**Given exercise:** Could you swap "green leaf" for "yellow leaf" throughout the records below and give them again with nothing else changed?

═══ Data entries

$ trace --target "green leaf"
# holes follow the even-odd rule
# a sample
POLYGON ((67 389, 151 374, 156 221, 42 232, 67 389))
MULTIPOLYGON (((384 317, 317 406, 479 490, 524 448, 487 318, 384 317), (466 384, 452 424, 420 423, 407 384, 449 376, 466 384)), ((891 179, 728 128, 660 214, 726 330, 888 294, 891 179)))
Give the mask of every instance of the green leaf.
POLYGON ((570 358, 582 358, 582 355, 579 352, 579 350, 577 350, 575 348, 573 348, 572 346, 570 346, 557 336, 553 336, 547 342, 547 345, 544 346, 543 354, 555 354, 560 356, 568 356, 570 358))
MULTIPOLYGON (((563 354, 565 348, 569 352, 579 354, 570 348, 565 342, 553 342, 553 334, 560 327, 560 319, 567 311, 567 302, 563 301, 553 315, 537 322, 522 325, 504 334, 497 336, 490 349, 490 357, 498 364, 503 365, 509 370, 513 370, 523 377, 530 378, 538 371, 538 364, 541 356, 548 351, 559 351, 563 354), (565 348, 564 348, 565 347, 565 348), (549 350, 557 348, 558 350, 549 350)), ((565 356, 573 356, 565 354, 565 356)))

══════

**Final answer:**
$ trace --target "yellow leaf"
# holes follow the even-odd rule
# a sample
POLYGON ((67 389, 151 374, 156 221, 42 232, 67 389))
MULTIPOLYGON (((384 317, 317 406, 479 490, 524 448, 487 318, 384 317), (466 384, 452 424, 420 423, 407 384, 449 376, 466 384)), ((891 179, 728 128, 660 214, 726 330, 888 294, 891 179)))
Give the mask of every instance of the yellow leaf.
POLYGON ((570 358, 582 358, 582 355, 579 352, 579 350, 577 350, 575 348, 573 348, 572 346, 570 346, 557 336, 553 336, 547 342, 547 345, 544 346, 543 354, 555 354, 560 356, 568 356, 570 358))
MULTIPOLYGON (((563 354, 565 348, 569 352, 579 354, 570 348, 565 342, 553 342, 553 334, 560 327, 560 319, 567 311, 567 302, 563 301, 553 315, 537 322, 522 325, 504 334, 497 336, 490 349, 490 357, 498 364, 503 365, 509 370, 513 370, 523 377, 530 378, 538 371, 538 364, 541 356, 548 351, 559 351, 563 354), (565 348, 564 348, 565 347, 565 348), (549 350, 557 348, 558 350, 549 350)), ((565 356, 573 356, 565 354, 565 356)))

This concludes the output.